▶ **Assignment**: Give back the whole listing exactly, line by line.

▶ **Given records**:
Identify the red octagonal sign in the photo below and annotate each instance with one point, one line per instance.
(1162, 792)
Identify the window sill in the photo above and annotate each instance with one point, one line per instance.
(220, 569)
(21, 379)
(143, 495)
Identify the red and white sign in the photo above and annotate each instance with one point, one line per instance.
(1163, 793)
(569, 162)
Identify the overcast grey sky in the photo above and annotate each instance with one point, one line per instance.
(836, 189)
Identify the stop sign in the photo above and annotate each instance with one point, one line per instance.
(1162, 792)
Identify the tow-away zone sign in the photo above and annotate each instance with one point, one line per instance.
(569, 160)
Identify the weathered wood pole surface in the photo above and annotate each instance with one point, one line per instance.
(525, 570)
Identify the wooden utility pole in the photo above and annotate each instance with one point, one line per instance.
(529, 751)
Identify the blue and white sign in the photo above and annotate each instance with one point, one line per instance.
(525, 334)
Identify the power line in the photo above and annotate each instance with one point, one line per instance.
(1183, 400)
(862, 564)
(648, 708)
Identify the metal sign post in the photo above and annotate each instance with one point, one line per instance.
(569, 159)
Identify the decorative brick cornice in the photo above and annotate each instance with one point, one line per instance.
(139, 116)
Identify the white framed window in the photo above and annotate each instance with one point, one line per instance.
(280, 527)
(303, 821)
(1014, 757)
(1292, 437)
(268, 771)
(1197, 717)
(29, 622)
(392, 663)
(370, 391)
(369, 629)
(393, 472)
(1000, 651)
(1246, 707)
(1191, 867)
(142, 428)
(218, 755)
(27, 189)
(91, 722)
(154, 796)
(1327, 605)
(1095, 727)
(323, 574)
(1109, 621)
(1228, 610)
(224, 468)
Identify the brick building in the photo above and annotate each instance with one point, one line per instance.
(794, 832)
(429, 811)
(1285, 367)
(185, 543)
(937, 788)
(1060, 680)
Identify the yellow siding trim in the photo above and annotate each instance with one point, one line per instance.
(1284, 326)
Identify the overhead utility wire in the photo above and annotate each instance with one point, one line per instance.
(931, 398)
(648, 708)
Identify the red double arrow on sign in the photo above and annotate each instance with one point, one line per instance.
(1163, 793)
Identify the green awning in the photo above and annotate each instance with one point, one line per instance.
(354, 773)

▶ **Answer below**:
Identify the red octagonal sign in the photo below and annotate each instance with one point, one line per instance.
(1162, 792)
Identify the window sill in the photo above and annotate each instance with one point, one line per instance.
(220, 569)
(21, 379)
(143, 495)
Identify the red and white sign in the photo above and annotate each instance with one point, one line per instance.
(1163, 793)
(569, 162)
Identify the overcast grey sky in the photo above and annotate each instance with one point, one line per instance.
(836, 189)
Identify the stop sign in the photo above and annotate each instance with one point, one line per instance.
(1162, 792)
Identify the tow-away zone sign in the photo above and annotate each instance with one point, one line per instance.
(569, 160)
Identify the weathered wood pole surface in the photo above and annotate each instance with one point, one line per instance.
(525, 570)
Identify the wooden utility pole in the photo above and annotate each instance with one point, one line per instance.
(529, 751)
Identify the blue and white sign in the photo above and annotate each instance with one point, one line per instance.
(525, 334)
Identify the power line in the photo above and annotate each instance with one point, one line per instance.
(1183, 400)
(862, 564)
(648, 708)
Identify the metal sign post in the photo above and annotate each instance with one point, one line per instance.
(569, 159)
Identify the decorative brick cornice in the photo above and annotate each instance with one point, one line per instance.
(139, 116)
Identify the white framed window in the photo above and annotate each instance with one point, one line per instance.
(280, 527)
(303, 821)
(1014, 757)
(1292, 437)
(268, 771)
(1197, 717)
(29, 622)
(392, 663)
(370, 391)
(369, 629)
(393, 472)
(1000, 651)
(1246, 707)
(1191, 867)
(142, 428)
(218, 755)
(27, 189)
(91, 722)
(154, 796)
(1327, 605)
(1095, 727)
(323, 574)
(1109, 621)
(1228, 610)
(224, 468)
Identify the brick building in the photo above and annotate each instance with one point, one line per instance.
(794, 832)
(429, 811)
(1285, 367)
(185, 543)
(937, 788)
(1060, 680)
Identify the yellow siding trim in the photo above and annotate each instance with one point, one line per instance.
(1284, 326)
Identify the overhead utility wire in the photo above and annotate each instance with one point, one line per instance.
(931, 398)
(648, 708)
Identify the red double arrow on sign in the photo above and annotate each instance with one point, one line per instance.
(1163, 793)
Identify the green awning in the photo above and annotate each instance with one point, one line per instance.
(354, 773)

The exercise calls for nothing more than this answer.